Please show each line in the entries below that contains the string "wall", treating uppercase and lowercase as different.

═════ Data records

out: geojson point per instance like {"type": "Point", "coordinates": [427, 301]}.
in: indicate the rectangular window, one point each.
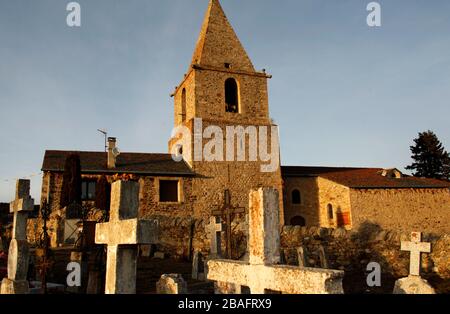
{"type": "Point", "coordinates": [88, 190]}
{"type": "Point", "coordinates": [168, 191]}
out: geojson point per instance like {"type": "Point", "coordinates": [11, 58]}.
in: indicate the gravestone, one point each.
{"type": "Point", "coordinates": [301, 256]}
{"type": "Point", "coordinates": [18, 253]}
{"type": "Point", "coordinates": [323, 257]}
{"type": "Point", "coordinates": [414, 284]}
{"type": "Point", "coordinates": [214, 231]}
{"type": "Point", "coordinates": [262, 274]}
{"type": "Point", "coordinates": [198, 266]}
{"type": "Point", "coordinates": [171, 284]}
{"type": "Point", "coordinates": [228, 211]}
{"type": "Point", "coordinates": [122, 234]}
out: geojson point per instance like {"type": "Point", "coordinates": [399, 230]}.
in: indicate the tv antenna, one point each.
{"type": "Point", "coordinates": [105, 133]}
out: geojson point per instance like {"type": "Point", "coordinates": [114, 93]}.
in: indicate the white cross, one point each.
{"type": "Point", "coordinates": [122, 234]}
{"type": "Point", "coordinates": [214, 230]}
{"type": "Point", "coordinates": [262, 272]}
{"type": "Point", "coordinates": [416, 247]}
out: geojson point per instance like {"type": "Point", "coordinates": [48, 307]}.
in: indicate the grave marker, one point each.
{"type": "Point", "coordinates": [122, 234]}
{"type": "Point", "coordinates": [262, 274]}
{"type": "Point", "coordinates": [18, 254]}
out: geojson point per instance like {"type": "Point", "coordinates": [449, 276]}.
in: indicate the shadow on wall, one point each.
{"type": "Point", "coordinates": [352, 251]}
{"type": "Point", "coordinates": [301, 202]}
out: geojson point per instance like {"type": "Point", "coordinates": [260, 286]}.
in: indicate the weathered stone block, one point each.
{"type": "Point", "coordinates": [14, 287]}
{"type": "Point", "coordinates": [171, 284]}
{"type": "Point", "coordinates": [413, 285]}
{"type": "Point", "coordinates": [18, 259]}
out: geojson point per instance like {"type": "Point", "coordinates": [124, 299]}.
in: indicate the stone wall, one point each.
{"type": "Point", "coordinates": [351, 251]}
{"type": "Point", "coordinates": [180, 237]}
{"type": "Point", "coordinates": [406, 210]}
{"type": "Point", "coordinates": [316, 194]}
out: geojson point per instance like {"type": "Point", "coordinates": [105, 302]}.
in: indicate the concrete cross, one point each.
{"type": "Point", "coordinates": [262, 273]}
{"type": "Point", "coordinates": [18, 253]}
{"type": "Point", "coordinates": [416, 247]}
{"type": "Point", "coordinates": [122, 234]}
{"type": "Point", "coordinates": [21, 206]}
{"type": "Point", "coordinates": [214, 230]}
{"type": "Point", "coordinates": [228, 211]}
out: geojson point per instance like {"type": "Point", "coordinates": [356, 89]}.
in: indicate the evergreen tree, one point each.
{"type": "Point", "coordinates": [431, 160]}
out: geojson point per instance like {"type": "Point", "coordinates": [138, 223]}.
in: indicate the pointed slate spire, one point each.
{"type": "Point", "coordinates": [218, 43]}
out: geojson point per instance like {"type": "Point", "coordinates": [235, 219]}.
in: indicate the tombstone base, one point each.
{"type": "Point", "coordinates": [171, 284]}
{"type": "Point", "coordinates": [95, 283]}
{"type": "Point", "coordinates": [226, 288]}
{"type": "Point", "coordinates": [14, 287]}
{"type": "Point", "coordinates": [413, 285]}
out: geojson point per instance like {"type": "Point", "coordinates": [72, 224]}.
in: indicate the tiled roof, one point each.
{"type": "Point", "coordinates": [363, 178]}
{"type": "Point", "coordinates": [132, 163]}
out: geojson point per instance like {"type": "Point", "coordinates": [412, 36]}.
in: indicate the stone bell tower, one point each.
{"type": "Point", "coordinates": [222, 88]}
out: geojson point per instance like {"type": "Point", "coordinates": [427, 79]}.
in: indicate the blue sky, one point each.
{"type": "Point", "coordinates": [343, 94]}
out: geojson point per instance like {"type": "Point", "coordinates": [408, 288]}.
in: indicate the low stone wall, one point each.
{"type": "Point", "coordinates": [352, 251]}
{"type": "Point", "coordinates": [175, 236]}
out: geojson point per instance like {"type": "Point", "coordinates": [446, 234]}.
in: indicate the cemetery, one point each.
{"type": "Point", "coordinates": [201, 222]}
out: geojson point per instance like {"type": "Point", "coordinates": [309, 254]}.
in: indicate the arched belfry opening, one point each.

══════════
═════ Data records

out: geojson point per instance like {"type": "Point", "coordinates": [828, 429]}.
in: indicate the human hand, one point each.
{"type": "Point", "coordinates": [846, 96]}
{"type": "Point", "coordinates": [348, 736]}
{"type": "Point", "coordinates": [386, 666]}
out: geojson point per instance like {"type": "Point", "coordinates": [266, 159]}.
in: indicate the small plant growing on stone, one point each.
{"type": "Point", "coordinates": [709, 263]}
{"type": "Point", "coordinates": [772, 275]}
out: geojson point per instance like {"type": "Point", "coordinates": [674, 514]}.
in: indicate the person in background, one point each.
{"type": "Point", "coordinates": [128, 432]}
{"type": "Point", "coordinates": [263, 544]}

══════════

▸ **Written reply**:
in: indicate the shadow on wall, one point each.
in: indicate the stone wall, one point each.
in: indicate the low stone wall, one point each.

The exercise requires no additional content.